▶ **Directions**
Pull out every line in the listing below that contains the string "instance", and copy each one unchanged on its own line.

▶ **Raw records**
_____
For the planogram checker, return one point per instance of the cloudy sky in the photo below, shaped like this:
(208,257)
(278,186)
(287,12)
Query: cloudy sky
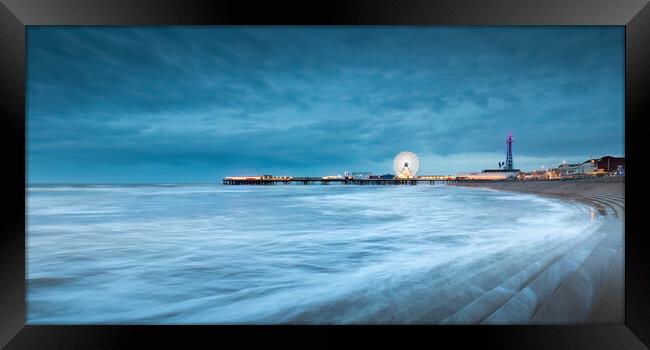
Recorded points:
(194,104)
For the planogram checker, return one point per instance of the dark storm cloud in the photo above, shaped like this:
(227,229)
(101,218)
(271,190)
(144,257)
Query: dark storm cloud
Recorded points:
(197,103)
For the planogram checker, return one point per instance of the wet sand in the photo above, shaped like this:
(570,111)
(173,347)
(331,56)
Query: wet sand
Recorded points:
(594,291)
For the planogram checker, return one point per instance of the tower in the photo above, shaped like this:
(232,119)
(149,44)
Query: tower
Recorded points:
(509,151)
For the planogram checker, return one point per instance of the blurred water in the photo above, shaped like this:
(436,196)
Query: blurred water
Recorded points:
_____
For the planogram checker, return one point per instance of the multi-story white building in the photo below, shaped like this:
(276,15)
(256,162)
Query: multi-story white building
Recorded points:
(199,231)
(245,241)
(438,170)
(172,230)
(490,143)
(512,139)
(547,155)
_____
▶ **Answer**
For the planogram checker, return one point per instance of the cloudy sky in the photo below, shaped like this:
For the planogram checker, return one point per instance of the dark storm cloud in the photo above, shaped like this:
For the planogram checker, return one point per instance of the wet sand in the photo above, shaped like this:
For the planogram checker, return one point per instance of the tower in the photo above, shaped like this:
For the planogram checker, return one point per instance of the blurred water in the photo above, shaped like this:
For the planogram checker, return one point per instance of the multi-story white building in the photo below, shaped like this:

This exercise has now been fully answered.